_EXERCISE DATA_.
BEGIN
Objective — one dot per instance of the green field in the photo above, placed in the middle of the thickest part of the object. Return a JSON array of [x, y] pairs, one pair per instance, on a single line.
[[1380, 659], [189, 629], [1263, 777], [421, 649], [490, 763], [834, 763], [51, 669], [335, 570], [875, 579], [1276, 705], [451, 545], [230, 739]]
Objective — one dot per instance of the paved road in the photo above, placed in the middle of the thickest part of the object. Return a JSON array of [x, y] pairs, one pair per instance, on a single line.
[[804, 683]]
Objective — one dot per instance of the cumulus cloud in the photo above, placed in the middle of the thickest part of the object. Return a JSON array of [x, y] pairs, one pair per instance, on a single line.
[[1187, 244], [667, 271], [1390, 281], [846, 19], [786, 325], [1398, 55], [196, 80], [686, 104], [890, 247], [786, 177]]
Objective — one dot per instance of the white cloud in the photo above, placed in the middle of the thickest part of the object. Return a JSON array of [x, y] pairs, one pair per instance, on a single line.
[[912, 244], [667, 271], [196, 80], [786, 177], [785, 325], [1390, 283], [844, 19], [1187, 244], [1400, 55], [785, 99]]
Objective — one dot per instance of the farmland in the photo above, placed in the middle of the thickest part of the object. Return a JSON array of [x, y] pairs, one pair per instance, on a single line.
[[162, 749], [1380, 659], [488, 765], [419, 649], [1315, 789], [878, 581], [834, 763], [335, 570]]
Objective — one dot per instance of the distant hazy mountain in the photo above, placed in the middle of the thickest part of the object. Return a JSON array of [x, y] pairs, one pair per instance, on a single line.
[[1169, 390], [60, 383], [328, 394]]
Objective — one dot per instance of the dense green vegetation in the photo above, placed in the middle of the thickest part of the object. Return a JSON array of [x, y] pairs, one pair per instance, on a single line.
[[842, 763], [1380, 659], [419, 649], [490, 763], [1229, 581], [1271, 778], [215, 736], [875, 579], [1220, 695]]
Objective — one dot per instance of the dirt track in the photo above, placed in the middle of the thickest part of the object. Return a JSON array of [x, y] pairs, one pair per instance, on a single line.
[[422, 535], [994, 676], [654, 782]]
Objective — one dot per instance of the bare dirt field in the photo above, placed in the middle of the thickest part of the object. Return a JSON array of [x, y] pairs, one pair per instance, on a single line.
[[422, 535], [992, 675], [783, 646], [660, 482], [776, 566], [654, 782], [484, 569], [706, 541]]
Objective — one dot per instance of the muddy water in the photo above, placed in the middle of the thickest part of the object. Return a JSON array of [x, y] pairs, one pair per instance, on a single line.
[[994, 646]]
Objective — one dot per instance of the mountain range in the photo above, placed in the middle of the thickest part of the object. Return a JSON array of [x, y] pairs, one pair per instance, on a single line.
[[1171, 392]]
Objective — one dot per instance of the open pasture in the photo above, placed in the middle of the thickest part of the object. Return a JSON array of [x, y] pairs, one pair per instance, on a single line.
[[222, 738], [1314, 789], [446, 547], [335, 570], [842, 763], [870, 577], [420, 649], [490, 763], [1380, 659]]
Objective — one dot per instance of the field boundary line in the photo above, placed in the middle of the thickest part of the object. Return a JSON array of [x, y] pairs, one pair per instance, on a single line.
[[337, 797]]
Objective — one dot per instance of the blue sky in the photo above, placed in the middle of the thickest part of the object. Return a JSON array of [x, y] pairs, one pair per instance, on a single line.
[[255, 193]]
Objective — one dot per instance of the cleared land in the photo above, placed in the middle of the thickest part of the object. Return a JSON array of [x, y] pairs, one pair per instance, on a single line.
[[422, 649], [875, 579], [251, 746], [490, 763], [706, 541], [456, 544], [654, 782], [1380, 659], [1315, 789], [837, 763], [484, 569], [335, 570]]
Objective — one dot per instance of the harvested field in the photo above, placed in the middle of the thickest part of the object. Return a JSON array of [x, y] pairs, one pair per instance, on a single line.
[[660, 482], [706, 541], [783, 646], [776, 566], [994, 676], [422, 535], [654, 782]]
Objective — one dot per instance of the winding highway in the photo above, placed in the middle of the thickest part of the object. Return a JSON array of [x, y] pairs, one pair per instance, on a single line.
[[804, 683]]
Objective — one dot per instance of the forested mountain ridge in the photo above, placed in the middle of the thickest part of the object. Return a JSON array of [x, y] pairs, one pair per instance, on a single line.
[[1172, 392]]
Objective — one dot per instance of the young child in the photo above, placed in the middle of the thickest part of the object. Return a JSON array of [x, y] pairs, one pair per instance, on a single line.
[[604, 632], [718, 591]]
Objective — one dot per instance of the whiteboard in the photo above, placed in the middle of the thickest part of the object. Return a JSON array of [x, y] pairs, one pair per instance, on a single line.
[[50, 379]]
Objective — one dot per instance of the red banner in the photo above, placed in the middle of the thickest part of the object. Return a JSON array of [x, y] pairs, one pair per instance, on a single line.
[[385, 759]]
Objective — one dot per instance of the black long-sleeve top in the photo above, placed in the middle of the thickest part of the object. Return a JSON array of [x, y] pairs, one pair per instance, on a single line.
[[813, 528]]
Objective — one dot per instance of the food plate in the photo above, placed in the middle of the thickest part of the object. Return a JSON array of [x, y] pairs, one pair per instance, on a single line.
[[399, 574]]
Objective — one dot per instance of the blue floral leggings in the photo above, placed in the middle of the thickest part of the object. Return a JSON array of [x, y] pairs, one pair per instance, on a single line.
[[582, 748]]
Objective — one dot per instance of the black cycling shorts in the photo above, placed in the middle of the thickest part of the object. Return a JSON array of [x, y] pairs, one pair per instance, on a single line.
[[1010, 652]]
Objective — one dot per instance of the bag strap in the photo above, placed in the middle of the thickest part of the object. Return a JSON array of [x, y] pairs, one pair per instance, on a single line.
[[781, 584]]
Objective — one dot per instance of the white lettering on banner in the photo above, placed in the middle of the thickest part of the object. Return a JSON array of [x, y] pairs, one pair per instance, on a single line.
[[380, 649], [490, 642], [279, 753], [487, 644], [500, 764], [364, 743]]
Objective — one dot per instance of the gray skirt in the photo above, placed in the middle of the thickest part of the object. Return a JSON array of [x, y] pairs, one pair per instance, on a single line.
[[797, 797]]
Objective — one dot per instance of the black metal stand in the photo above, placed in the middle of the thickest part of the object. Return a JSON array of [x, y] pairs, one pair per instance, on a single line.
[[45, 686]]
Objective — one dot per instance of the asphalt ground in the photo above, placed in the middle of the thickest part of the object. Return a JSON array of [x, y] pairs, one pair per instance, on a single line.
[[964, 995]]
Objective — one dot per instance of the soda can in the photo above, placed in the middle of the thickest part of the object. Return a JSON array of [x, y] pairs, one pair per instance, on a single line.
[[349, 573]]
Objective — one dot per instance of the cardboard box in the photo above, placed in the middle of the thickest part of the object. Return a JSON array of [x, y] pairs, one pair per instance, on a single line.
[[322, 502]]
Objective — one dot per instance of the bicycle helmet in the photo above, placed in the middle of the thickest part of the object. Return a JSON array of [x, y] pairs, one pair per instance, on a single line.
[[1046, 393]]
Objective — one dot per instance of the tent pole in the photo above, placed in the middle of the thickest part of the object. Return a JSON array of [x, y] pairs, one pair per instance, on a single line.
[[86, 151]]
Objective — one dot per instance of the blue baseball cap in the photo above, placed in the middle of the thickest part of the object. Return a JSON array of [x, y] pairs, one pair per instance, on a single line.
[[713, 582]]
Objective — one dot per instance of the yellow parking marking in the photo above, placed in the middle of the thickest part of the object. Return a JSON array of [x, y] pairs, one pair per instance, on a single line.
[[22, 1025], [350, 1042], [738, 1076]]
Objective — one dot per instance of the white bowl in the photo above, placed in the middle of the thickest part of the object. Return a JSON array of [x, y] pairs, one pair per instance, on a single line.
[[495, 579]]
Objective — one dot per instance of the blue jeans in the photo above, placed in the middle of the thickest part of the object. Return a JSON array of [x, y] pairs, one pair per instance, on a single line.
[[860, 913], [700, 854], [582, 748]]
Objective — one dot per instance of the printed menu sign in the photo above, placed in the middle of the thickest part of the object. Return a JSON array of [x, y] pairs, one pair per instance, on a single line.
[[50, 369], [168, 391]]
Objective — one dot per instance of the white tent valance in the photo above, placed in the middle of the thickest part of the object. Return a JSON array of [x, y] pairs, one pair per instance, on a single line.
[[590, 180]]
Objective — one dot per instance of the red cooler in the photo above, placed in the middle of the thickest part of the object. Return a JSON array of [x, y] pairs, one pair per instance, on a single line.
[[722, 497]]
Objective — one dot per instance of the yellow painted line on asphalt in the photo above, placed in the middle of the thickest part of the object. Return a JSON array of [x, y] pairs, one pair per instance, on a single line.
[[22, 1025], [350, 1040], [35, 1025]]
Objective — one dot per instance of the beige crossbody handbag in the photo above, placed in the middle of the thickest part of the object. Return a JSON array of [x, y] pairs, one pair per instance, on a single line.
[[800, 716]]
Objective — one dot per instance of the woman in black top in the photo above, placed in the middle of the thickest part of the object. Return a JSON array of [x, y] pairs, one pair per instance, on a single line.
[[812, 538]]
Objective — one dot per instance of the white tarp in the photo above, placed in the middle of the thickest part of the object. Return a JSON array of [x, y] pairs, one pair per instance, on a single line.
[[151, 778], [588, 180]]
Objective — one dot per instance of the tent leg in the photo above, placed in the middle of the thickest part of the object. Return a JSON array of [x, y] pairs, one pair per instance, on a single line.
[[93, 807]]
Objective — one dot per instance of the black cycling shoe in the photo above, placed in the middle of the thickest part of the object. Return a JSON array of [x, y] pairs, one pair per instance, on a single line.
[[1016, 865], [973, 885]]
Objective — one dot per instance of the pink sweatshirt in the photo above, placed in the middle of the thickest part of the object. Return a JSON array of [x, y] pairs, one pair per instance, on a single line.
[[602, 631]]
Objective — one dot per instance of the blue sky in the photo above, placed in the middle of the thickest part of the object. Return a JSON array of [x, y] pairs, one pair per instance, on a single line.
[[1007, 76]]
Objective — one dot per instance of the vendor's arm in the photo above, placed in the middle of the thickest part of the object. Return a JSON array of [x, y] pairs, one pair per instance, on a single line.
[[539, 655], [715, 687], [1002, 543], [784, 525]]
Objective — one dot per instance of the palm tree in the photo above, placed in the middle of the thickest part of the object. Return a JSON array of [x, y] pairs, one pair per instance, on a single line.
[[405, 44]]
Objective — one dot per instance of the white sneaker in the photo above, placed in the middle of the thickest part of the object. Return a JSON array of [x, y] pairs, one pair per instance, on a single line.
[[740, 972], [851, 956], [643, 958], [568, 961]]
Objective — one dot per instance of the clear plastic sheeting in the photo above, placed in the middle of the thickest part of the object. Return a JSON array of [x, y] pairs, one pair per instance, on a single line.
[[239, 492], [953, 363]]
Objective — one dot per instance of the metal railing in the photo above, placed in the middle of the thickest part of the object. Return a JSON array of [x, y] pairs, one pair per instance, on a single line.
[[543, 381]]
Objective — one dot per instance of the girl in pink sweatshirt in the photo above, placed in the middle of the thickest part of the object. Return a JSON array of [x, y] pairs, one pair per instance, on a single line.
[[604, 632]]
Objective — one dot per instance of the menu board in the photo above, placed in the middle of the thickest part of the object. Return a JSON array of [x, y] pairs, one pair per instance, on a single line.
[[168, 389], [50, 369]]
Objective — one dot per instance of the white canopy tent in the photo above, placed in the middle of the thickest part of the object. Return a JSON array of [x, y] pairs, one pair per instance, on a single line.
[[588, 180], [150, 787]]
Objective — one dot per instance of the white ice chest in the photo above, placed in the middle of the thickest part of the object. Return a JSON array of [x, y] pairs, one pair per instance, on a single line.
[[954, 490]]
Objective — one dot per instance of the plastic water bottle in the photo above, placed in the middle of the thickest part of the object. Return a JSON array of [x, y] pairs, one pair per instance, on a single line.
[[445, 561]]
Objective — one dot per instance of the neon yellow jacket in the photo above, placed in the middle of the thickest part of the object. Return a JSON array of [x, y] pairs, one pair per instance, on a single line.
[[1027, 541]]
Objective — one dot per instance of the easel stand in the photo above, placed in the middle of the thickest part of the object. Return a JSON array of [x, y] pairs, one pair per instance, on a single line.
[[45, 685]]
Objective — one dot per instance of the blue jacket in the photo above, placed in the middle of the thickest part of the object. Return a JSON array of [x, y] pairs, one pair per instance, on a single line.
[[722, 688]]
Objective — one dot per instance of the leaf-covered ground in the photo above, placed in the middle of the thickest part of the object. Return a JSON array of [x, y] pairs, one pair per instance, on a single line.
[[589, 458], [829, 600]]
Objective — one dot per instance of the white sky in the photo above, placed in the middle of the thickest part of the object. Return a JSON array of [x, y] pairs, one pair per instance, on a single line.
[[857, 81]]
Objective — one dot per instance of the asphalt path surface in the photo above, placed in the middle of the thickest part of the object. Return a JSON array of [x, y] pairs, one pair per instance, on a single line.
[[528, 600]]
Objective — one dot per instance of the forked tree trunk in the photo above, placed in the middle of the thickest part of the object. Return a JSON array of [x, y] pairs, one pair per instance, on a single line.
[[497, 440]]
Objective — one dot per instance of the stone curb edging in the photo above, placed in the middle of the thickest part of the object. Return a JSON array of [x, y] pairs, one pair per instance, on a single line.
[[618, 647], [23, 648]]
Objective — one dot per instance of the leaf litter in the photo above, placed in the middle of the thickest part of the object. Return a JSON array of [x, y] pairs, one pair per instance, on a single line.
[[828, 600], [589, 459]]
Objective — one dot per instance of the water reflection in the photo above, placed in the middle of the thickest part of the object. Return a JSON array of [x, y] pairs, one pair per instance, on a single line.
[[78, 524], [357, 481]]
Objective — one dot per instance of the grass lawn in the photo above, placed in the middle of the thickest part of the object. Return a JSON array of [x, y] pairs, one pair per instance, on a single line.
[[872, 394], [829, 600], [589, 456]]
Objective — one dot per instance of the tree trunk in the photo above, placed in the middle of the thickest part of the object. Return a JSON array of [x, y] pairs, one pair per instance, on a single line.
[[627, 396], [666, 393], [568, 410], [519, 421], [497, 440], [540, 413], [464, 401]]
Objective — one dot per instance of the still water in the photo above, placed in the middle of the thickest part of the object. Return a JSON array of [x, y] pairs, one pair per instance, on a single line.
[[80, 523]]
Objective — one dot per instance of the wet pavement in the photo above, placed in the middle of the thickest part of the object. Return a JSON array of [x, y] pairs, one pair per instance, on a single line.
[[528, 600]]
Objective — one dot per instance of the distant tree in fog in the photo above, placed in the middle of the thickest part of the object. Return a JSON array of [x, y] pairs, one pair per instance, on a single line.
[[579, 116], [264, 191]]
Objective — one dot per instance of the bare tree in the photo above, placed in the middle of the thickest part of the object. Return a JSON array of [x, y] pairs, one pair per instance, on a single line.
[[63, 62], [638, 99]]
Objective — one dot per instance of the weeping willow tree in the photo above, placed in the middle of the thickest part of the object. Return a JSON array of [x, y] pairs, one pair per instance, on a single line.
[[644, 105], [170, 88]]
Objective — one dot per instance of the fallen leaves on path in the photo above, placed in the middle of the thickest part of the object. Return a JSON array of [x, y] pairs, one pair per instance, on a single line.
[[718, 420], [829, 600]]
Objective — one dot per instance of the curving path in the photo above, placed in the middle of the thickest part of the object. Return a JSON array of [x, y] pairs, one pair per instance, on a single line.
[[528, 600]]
END
Respond with the lines above, from the one that holds "Objective — one dot per instance of the distant tree" to the end of the listing, each repeated exactly, and with no other material.

_WRITTEN SOLUTION_.
Objective — one dot per instance of the distant tree in fog in the photo above, placed in the middle of the thickest part of the object. Return a JSON array of [x, y] pairs, one pair per instance, on a single line.
[[579, 116], [264, 191]]
Objective — one dot per instance of the bare tree in the photo above, placed in the middle of the thickest part of the object. Return a JSON array of [x, y] pairs, one pair per instance, on a single line.
[[63, 62], [638, 99]]
Objective — one dot per instance of the weeping willow tree in the photo above, placed in the middle of the thickest part of the object. Return a JSON array of [x, y] pairs, one pair per instance, on a single line.
[[644, 105], [170, 88]]
Objective — one dot per instance of the fallen leaves on path in the photo above, placed in the middle of the thickest part of the object. Return a JSON array of [x, y] pairs, one pair per instance, on a single line.
[[718, 420], [829, 600]]
Objective — one dot per instance of the curving path in the photo above, placed in the middle of the thickest part of the object. Return a JSON array of [x, y] pairs, one pair per instance, on a single line.
[[528, 600]]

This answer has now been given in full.